• Text extract:
Until now, XML could contain only string data, so strong data typing is a major leap forward. You could convert data from a string representation to a specific data type in code, but there was no standard way to represent different data types within the XML file itself.

In MSXML 3.0, you can specify a data type for an element or attribute using a reference to the Microsoft data type schema:

 

xmlns:dt="urn:schemas-microsoft-com:datatypes"

 

The schema defines a gajillion data types, including boolean, every kind of integer, real and float, date, time, datetime, char and number (any numeric type). You can specify a data type within the schema by using the attribute

 

dt:type="datatype"

 

or within an XML document by using the attribute

 

dt:dt="datatype"

 

Location Paths with XPath

The XPath Recommendation expands the XSL pattern capabilities. In XPath, a location path consists of an axis establishing a tree relationship between the context node and the nodes selected by the query, a node test denoting the type of nodes to select, and a predicate further refining the selection. In addition to the old pattern characters, XPath adds the double dot operator to select the parent of the context node. The full axis syntax also includes the ability to traverse up the tree.

These are two equivalent XPath queries selecting the parent of the current node:

 

Parser.selectSingleNode("..");

Parser.selectSingleNode("parent");

 

You can also select the entire subtree, composed of the current node's parent, its parent, and so forth back to the document element:

 

Parser.selectNodes("ancestor");

 

XPath offers a rich set of functions for predicates, although the syntax has changed. XSL pattern operators were delimited by dollar signs, but XPath operators are more like those in conventional programming languages. What was done in XSL:

 

//Turnip[price $le$ 0.25]

 

in XPath becomes:

 

//Turnip[price <= 0.25]

 

The new interfaces are supersets of the old, so it is easy to modify your existing utilities and application to use MSXML 3.0. If you were using XSL patterns and wish to migrate to XPath, you must include the following line in your code:

 

parser.setProperty("SelectionLanguage", "XPath");

 

MSXML 3.0. defaults to XSL pattern syntax for backward compatibility. You can check the status of the parser at any time with the getProperty method, and reset the parser with a call to setProperty like this:

 

parser.setProperty("SelectionLanguage", "XSLPattern");

Boosting Performance

Because high-powered performance is more important on the server than the client (you typically don't process large files on the client), Microsoft has focused their performance enhancements on the server. Primarily through caching features, MSXML vastly improves the performance of XML applications. Your mileage may vary, of course, since performance enhancements depend heavily on specific applications and their environment, but it is likely you'll see dramatic improvements without any work on your part. But you can boost it even further by taking advantage of the parser's new features.

• Exercises to complete:
1. Condense the paragraph of the MSXML 3.0 text that begins "The XPath Recommendation expands" into a short bulleted list, keeping its main facts.
2. Reproduce the records verbatim from the line with "Would you mind marking the reddish" up to and including the last line of the records, omitting any pictures.

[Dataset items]
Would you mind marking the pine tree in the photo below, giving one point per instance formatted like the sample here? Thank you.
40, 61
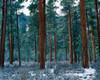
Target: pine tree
84, 35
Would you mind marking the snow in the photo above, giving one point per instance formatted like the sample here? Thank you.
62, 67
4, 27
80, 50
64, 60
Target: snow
53, 71
86, 74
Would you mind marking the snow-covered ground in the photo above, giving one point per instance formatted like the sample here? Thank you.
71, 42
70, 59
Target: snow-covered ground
52, 71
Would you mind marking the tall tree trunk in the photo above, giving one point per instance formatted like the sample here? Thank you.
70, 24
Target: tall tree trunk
11, 36
4, 33
2, 25
97, 23
75, 55
70, 37
89, 41
50, 45
35, 45
44, 30
50, 49
55, 45
84, 35
93, 42
41, 36
65, 47
18, 39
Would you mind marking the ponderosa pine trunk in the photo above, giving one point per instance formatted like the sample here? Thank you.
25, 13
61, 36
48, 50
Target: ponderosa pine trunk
35, 45
50, 44
2, 25
11, 36
4, 33
84, 35
75, 55
65, 47
93, 41
50, 49
44, 30
70, 36
18, 39
55, 46
97, 24
41, 35
89, 41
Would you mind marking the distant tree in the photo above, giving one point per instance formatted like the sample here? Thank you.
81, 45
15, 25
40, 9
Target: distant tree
97, 24
41, 35
84, 35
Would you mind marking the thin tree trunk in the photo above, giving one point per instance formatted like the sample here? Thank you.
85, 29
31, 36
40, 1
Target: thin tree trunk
35, 45
50, 45
55, 45
44, 30
97, 23
50, 49
11, 37
41, 36
84, 35
65, 47
18, 39
75, 55
4, 33
93, 42
70, 37
89, 41
2, 25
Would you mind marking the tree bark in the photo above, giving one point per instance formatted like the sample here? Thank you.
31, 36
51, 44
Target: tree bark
35, 45
55, 45
65, 47
2, 25
97, 24
18, 40
70, 37
4, 33
93, 42
11, 36
89, 41
84, 35
41, 36
75, 55
44, 30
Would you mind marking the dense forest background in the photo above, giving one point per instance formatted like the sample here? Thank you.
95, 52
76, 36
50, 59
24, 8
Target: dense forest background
63, 39
54, 42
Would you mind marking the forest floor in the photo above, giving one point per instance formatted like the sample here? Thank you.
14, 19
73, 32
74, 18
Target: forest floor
53, 71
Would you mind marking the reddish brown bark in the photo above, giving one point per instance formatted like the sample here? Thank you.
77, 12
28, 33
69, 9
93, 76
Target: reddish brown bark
35, 45
70, 37
97, 24
44, 30
93, 42
18, 39
88, 38
41, 36
4, 33
50, 49
3, 2
55, 45
84, 35
75, 56
11, 37
65, 47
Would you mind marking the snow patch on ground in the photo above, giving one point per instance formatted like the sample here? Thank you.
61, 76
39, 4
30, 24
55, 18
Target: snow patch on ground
84, 76
53, 71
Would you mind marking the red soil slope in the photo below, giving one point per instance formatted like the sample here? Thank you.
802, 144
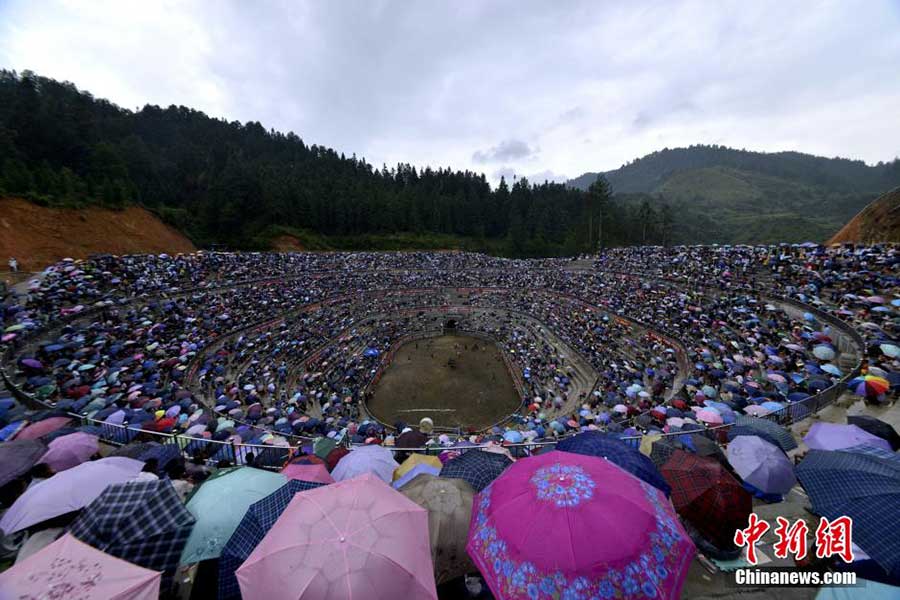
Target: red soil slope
39, 236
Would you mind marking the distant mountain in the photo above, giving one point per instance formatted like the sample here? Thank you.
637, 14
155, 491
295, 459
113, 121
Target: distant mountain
722, 195
878, 222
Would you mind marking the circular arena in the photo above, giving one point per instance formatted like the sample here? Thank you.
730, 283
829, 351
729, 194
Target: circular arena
269, 362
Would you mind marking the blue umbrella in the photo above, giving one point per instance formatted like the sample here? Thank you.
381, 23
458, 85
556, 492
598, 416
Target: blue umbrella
256, 523
595, 443
864, 488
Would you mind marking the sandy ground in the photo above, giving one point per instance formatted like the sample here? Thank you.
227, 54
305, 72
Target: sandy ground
420, 382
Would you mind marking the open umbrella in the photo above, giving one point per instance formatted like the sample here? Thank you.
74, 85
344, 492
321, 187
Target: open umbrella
449, 506
878, 428
864, 488
17, 458
256, 523
834, 436
314, 473
143, 522
577, 500
68, 491
219, 505
70, 450
708, 496
762, 465
477, 467
69, 568
600, 445
355, 538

• Results for each task:
1.
- XPath extends the capabilities of XSL patterns.
- A location path has three parts:
  - an axis, which sets the tree relationship between the context node and the nodes the query selects
  - a node test, which gives the type of nodes to select
  - a predicate, which narrows the selection further
- In addition to the old pattern characters, XPath adds the double dot operator, which selects the parent of the context node.
- The full axis syntax can also traverse up the tree.

2.
Would you mind marking the reddish brown bark in the photo above, giving one point per instance formatted like the sample here? Thank you.
77, 12
28, 33
69, 9
93, 76
Target: reddish brown bark
35, 45
70, 37
97, 24
44, 30
93, 42
18, 39
88, 38
41, 36
4, 33
50, 49
3, 2
55, 45
84, 35
75, 56
11, 37
65, 47
Would you mind marking the snow patch on ground in the photo above, giving one point per instance formatted like the sample here? Thank you.
61, 76
39, 4
30, 24
55, 18
Target: snow patch on ground
84, 76
53, 71
Would you mind marking the red soil slope in the photo below, giving one point per instance formatted like the sample here? Thank you.
802, 144
Target: red soil slope
39, 236
Would you mind marking the distant mountain in the photo above, giving one point per instance formatted like the sample here? Thank you.
637, 14
155, 491
295, 459
113, 121
Target: distant mountain
722, 195
878, 222
Would you mind marking the circular arena in the photo above, giving one point per instance formatted like the sample here? Thank you.
730, 283
829, 351
729, 194
Target: circular arena
269, 362
Would you mind marking the blue umbrella in the photo above, giving one point per instance formatted like the sample here? Thank you.
381, 23
458, 85
556, 492
598, 416
Target: blue umbrella
256, 523
595, 443
864, 488
Would you mind marking the sandy ground in the photo above, giving one point per instance formatted like the sample here? Thank you.
227, 54
305, 72
Target: sandy ground
420, 382
Would you mind marking the open umbrella in the photo above, giving one point per instance formatted like the sample here? Thank you.
74, 85
344, 492
321, 187
Target: open umbrella
449, 506
878, 428
864, 488
17, 458
256, 523
834, 436
314, 473
143, 522
577, 500
68, 491
219, 505
70, 450
708, 496
762, 465
477, 467
69, 568
600, 445
355, 538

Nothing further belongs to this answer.